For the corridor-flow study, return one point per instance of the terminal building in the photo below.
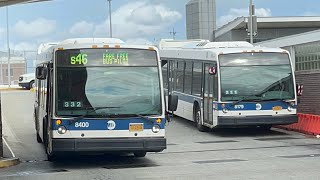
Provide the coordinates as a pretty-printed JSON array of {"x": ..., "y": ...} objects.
[
  {"x": 17, "y": 67},
  {"x": 299, "y": 35}
]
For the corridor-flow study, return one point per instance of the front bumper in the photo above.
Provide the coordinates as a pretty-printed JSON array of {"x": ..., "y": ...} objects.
[
  {"x": 24, "y": 84},
  {"x": 109, "y": 145},
  {"x": 258, "y": 120}
]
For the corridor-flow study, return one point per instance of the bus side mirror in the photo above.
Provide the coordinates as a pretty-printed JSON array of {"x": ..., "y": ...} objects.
[
  {"x": 173, "y": 102},
  {"x": 299, "y": 89},
  {"x": 41, "y": 73}
]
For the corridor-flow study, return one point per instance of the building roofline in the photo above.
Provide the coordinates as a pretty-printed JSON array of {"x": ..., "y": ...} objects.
[
  {"x": 271, "y": 22},
  {"x": 302, "y": 38}
]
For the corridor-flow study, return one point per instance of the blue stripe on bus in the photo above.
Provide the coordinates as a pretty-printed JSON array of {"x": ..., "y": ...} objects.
[
  {"x": 253, "y": 105},
  {"x": 265, "y": 105},
  {"x": 120, "y": 124}
]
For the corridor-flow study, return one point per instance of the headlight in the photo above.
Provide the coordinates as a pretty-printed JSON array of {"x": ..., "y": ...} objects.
[
  {"x": 224, "y": 110},
  {"x": 62, "y": 130},
  {"x": 290, "y": 108},
  {"x": 155, "y": 128}
]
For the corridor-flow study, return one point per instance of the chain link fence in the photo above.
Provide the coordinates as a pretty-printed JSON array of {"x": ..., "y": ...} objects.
[{"x": 21, "y": 62}]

● ● ● ●

> **Written problem**
Could you convert every line of the items above into a Markdown table with the columns "No." and "Line", one numbered row per line and no rows for blank lines? Leave the pictures out.

> **Task response**
| No. | Line |
|---|---|
| 1 | For the corridor-flow study, return one point per instance of the terminal building in the photo below. |
| 2 | Provide the coordinates as a pretty-printed JSON array of {"x": ..., "y": ...} objects. |
| 3 | [ |
| 4 |   {"x": 17, "y": 67}, |
| 5 |   {"x": 299, "y": 35} |
| 6 | ] |
| 7 | For the corridor-flow study, return one point per instance of the front bumper in the photo above. |
| 8 | Provide the coordinates as a pretty-printed JSON array of {"x": ..., "y": ...} objects. |
| 9 | [ |
| 10 |   {"x": 24, "y": 84}, |
| 11 |   {"x": 109, "y": 145}, |
| 12 |   {"x": 258, "y": 120} |
| 13 | ] |
| 14 | For the corridor-flow study, return one point per instance of the bus side mirror in the photo above. |
| 15 | Provide the coordinates as a pretty-printed JSON array of {"x": ..., "y": ...} objects. |
| 16 | [ |
| 17 |   {"x": 173, "y": 102}, |
| 18 |   {"x": 299, "y": 89}, |
| 19 |   {"x": 41, "y": 73} |
| 20 | ] |
| 21 | For the corridor-flow study, return one point per instance of the building roofline in the photo above. |
| 22 | Provide the coordinates as a pretty-printed JSON array of {"x": ..., "y": ...} objects. |
| 23 | [ |
| 24 |   {"x": 271, "y": 22}, |
| 25 |   {"x": 302, "y": 38} |
| 26 | ] |
| 27 | For the corridor-flow study, return one point per instance of the blue stripe on bus in the photo above. |
| 28 | Provide the coordinates as a pretty-printed JSON array of {"x": ..., "y": ...} objects. |
| 29 | [ |
| 30 |   {"x": 253, "y": 105}, |
| 31 |   {"x": 265, "y": 105}, |
| 32 |   {"x": 120, "y": 124} |
| 33 | ] |
| 34 | For the corridor-flow study, return one point per instance of the headlight in the photo above. |
| 35 | Provide the coordinates as a pretty-printed JSON array of {"x": ..., "y": ...} objects. |
| 36 | [ |
| 37 |   {"x": 224, "y": 110}, |
| 38 |   {"x": 62, "y": 130}, |
| 39 |   {"x": 290, "y": 108}, |
| 40 |   {"x": 155, "y": 128} |
| 41 | ] |
| 42 | For the corridor-flow study, return one point per instance of the chain link fence in the photo above. |
| 43 | Provide the coordinates as a pretty-printed JSON array of {"x": ..., "y": ...} objects. |
| 44 | [{"x": 21, "y": 62}] |